### STORED DATA

----------

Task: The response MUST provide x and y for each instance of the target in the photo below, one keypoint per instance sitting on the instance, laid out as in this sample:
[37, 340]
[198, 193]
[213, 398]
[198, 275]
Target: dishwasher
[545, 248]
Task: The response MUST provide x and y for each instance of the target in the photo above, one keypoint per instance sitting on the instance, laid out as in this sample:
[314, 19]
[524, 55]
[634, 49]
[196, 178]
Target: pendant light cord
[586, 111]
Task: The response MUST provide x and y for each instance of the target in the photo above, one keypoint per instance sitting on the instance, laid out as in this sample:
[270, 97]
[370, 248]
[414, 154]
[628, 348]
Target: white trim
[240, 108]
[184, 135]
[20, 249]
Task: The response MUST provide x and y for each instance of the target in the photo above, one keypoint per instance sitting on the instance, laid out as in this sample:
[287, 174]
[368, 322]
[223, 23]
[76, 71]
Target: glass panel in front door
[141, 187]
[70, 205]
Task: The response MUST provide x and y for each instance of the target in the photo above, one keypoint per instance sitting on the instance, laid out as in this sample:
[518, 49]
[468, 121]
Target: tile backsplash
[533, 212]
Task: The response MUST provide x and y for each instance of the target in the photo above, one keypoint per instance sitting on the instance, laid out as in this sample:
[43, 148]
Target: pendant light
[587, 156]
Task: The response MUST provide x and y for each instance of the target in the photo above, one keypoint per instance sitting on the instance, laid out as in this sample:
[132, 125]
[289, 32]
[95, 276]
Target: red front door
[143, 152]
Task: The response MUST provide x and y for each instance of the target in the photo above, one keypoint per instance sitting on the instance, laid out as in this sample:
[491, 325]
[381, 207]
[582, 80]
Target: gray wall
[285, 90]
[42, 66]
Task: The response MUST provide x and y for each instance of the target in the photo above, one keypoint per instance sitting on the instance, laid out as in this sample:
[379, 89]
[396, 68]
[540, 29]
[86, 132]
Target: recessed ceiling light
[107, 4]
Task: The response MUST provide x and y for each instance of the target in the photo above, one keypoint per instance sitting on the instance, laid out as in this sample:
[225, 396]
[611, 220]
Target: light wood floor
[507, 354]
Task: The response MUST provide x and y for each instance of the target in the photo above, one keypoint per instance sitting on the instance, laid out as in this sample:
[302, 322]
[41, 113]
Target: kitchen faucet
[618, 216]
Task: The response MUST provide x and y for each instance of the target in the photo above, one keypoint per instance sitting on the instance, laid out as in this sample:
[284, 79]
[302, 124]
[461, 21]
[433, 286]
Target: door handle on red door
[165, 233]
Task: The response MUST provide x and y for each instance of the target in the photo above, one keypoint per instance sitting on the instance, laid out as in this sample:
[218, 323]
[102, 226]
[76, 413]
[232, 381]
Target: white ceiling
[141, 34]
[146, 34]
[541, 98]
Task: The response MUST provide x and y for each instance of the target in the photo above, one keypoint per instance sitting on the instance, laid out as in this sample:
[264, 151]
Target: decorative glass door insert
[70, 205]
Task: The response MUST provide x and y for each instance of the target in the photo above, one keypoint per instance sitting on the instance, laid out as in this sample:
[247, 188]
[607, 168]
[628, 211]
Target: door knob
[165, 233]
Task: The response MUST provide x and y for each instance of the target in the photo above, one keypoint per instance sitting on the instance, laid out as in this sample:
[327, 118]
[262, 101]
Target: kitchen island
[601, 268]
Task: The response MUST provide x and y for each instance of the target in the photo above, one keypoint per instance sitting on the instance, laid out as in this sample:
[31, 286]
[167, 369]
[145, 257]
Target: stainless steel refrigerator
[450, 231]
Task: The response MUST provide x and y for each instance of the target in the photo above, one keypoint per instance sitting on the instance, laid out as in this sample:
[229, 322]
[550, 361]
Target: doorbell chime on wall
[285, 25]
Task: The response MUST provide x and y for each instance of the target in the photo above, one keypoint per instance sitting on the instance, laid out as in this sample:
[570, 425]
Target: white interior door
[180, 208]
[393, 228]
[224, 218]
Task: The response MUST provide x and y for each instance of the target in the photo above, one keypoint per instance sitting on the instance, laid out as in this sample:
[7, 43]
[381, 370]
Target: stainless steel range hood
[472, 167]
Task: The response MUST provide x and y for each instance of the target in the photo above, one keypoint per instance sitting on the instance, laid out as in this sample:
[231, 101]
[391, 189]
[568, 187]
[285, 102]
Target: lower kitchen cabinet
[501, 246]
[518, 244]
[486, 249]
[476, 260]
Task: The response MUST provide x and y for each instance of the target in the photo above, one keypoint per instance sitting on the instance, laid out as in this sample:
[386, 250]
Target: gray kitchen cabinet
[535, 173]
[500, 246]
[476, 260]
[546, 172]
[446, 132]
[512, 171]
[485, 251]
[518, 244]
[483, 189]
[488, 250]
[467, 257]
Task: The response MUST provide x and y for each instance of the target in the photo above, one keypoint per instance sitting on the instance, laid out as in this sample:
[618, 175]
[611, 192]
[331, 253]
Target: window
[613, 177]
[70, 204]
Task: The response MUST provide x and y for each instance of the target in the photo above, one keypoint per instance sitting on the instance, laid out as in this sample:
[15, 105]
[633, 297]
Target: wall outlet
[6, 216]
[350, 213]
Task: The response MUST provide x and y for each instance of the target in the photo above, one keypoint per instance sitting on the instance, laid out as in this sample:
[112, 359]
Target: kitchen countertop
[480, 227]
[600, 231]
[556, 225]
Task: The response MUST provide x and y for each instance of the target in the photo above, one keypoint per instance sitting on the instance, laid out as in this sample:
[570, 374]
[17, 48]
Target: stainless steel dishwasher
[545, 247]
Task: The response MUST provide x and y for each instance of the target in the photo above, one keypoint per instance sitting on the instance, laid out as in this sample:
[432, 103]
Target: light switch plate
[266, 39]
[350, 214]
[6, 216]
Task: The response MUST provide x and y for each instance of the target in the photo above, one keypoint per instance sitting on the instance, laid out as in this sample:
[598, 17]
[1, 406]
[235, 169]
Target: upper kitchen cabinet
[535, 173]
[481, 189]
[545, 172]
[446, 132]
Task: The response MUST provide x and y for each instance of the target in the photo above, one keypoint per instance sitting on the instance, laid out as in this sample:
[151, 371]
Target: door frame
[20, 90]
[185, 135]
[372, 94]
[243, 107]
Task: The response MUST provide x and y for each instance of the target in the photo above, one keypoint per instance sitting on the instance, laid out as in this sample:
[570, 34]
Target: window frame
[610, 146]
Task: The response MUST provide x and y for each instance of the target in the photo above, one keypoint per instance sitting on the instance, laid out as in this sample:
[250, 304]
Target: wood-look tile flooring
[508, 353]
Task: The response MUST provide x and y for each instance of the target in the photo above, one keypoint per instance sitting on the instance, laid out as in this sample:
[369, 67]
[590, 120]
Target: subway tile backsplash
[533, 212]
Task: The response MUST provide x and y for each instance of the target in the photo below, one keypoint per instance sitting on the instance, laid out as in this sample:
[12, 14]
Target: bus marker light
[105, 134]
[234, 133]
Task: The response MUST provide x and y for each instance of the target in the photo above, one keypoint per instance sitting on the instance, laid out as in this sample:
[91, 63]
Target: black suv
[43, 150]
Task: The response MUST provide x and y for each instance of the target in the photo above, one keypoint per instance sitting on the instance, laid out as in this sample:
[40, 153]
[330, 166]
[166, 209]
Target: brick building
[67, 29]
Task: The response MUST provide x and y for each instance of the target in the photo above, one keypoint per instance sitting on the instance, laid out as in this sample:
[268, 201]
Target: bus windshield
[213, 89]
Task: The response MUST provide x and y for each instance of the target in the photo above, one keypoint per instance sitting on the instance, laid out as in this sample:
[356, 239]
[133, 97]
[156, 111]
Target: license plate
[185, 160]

----------

Repeat each record above precisely as written.

Task: The response MUST provide x and y for each instance of the target in the photo below, one keypoint per instance sitting on the instance, laid out as in this sample:
[37, 340]
[198, 193]
[213, 398]
[198, 275]
Target: dishwasher
[545, 248]
Task: The response MUST provide x and y for each instance of the target in the photo above, one keypoint per instance sitting on the instance, laid out as in this sample:
[314, 19]
[524, 55]
[634, 49]
[196, 178]
Target: pendant light cord
[586, 111]
Task: The response MUST provide x and y for each instance of the target in the photo above, one keypoint per instance sitting on the instance, laid out as in this sample:
[270, 97]
[370, 248]
[414, 154]
[628, 348]
Target: white trim
[240, 108]
[184, 135]
[20, 249]
Task: The response MUST provide x and y for each instance of the target in the photo above, one keypoint per instance sitting on the instance, laid out as in this sample:
[287, 174]
[368, 322]
[223, 23]
[76, 71]
Target: glass panel in front door
[141, 187]
[70, 205]
Task: The response MUST provide x and y for each instance of the target in the photo above, one keypoint per instance sitting on the instance, laid out as in this sample:
[518, 49]
[468, 121]
Target: tile backsplash
[533, 212]
Task: The response MUST provide x and y for each instance of the target in the photo above, one keypoint per instance sitting on the instance, laid out as in this sample:
[43, 148]
Target: pendant light
[587, 156]
Task: The response MUST provide x and y for each instance of the target in the photo above, one keypoint per instance sitting on the instance, laid out as in this sample:
[132, 125]
[289, 32]
[95, 276]
Target: red front door
[143, 152]
Task: The response MUST provide x and y for each instance of the target in the photo above, one keypoint per instance sitting on the instance, laid out as in this sample:
[491, 325]
[381, 207]
[582, 80]
Target: gray wall
[285, 90]
[42, 66]
Task: The response MUST provide x and y for each instance of the target in the photo above, one keypoint per instance sitting on the instance, laid out as in this sample:
[379, 89]
[396, 68]
[540, 29]
[86, 132]
Target: recessed ceiling light
[107, 4]
Task: The response MUST provide x and y for each instance of the target in the photo above, one keypoint per instance sitting on the instance, laid out as in this sample:
[225, 396]
[611, 220]
Target: light wood floor
[507, 354]
Task: The response MUST provide x and y for each instance of the target in the photo above, one keypoint per instance sitting on the instance, laid out as in this sample:
[302, 322]
[41, 113]
Target: kitchen faucet
[618, 216]
Task: The response MUST provide x and y for each instance of the target in the photo above, one keypoint per instance sitting on the instance, laid out as in this sample:
[284, 79]
[302, 124]
[461, 21]
[433, 286]
Target: door handle on red door
[165, 233]
Task: The response MUST provide x and y for each instance of the target in the photo above, one keypoint per instance sitting on the instance, laid out as in this sample:
[218, 323]
[102, 226]
[76, 413]
[232, 381]
Target: white ceiling
[141, 34]
[146, 34]
[541, 98]
Task: The response MUST provide x and y for each instance of the target in the photo above, one keypoint per instance sitting on the instance, laid out as in this sample:
[264, 151]
Target: decorative glass door insert
[70, 205]
Task: The response MUST provide x and y for each instance of the target in the photo above, one keypoint per instance sitting on the instance, laid out as in this sample:
[247, 188]
[607, 168]
[628, 211]
Target: door knob
[165, 233]
Task: The response MUST provide x and y for each instance of the target in the photo above, one keypoint per instance sitting on the instance, laid out as in this sample:
[327, 118]
[262, 101]
Target: kitchen island
[601, 268]
Task: The response MUST provide x and y for each instance of the target in the photo above, one keypoint per instance sitting on the instance, laid out as in this sample:
[31, 286]
[167, 369]
[145, 257]
Target: stainless steel refrigerator
[450, 231]
Task: The response MUST provide x and y for each instance of the target in the photo above, one keypoint per instance sitting on the instance, laid out as in this sample:
[229, 322]
[550, 361]
Target: doorbell chime on wall
[285, 25]
Task: The response MUST provide x and y for each instance of the target in the photo above, one keypoint per instance sitting on the instance, laid out as in this sample:
[570, 425]
Target: white interior door
[180, 208]
[393, 228]
[224, 218]
Task: The response MUST provide x and y for each instance of the target in the photo above, one keypoint per instance sitting on the instance, laid out as in this sample:
[7, 43]
[381, 370]
Target: stainless steel range hood
[472, 167]
Task: The response MUST provide x and y for each instance of the target in the photo above, one keypoint per instance sitting on the instance, laid out as in this sample:
[231, 101]
[391, 189]
[568, 187]
[285, 102]
Target: lower kitchen cabinet
[501, 246]
[518, 244]
[486, 249]
[476, 260]
Task: The response MUST provide x and y for each instance of the target in the photo above, one keypoint per instance sitting on the instance, laid out as in this sample:
[386, 250]
Target: gray kitchen cabinet
[535, 173]
[500, 246]
[476, 260]
[546, 172]
[446, 132]
[512, 171]
[485, 251]
[518, 244]
[483, 189]
[488, 250]
[467, 257]
Task: The response MUST provide x and y for each instance of the target in the photo above, one keypoint per instance sitting on the instance, laid out as in this sample:
[618, 175]
[611, 192]
[331, 253]
Target: window
[613, 177]
[70, 204]
Task: The response MUST provide x and y for each instance of the target in the photo above, one keypoint per instance sitting on the instance, laid out as in this sample:
[15, 105]
[633, 297]
Target: wall outlet
[6, 216]
[350, 213]
Task: The response MUST provide x and y for each instance of the target in the photo above, one keypoint per instance sitting on the instance, laid out as in this sample:
[112, 359]
Target: kitchen countertop
[480, 227]
[600, 231]
[556, 225]
Task: The response MUST provide x and y for each instance of the target in the photo above, one keypoint per instance sitting on the instance, laid out as in this sample:
[570, 374]
[17, 48]
Target: stainless steel dishwasher
[545, 247]
Task: The response MUST provide x and y for each instance of the target in the photo above, one keypoint per instance sitting on the instance, laid out as in this sample:
[432, 103]
Target: light switch plate
[266, 39]
[350, 214]
[6, 216]
Task: The response MUST provide x and y for each instance of the target in the photo above, one keypoint per instance sitting on the instance, laid out as in this sample:
[598, 17]
[1, 406]
[235, 169]
Target: upper kitchen cabinet
[535, 173]
[481, 189]
[545, 172]
[446, 132]
Task: The response MUST provide x and y for each instance of the target in the photo above, one keypoint per instance sitting on the instance, laid out as in this sample:
[151, 371]
Target: door frame
[20, 90]
[185, 135]
[372, 94]
[243, 107]
Task: The response MUST provide x and y for each instance of the target in the photo above, one keypoint per instance sitting on the instance, laid out as in this sample:
[570, 34]
Target: window frame
[610, 146]
Task: The response MUST provide x and y for each instance of the target in the photo above, one keypoint per instance sitting on the instance, laid out as in this sample:
[250, 304]
Target: wood-look tile flooring
[508, 353]
Task: The response MUST provide x and y for each instance of the target in the photo above, one keypoint per instance sitting on the instance, laid out as in this sample:
[369, 67]
[590, 120]
Target: subway tile backsplash
[533, 212]
Task: The response MUST provide x and y for each instance of the target in the photo below, one keypoint per instance sitting on the instance, laid out as in this sample:
[12, 14]
Target: bus marker light
[105, 134]
[234, 133]
Task: The response MUST provide x and y for each instance of the target in the photo above, one keypoint per instance sitting on the instance, laid out as in this sample:
[91, 63]
Target: black suv
[43, 150]
Task: The response MUST provide x and y for each instance of the target in the photo above, one keypoint per instance sitting on the instance, laid out as in this sample:
[40, 153]
[330, 166]
[166, 209]
Target: brick building
[67, 29]
Task: The response MUST provide x and y for each instance of the target in the photo above, one keypoint per instance sitting on the instance, laid out as in this sample:
[268, 201]
Target: bus windshield
[213, 89]
Task: The response MUST provide x and y for each instance of the target in the photo above, one keypoint per instance sitting on the instance, laid out as in this sample:
[356, 239]
[133, 97]
[156, 111]
Target: license plate
[185, 160]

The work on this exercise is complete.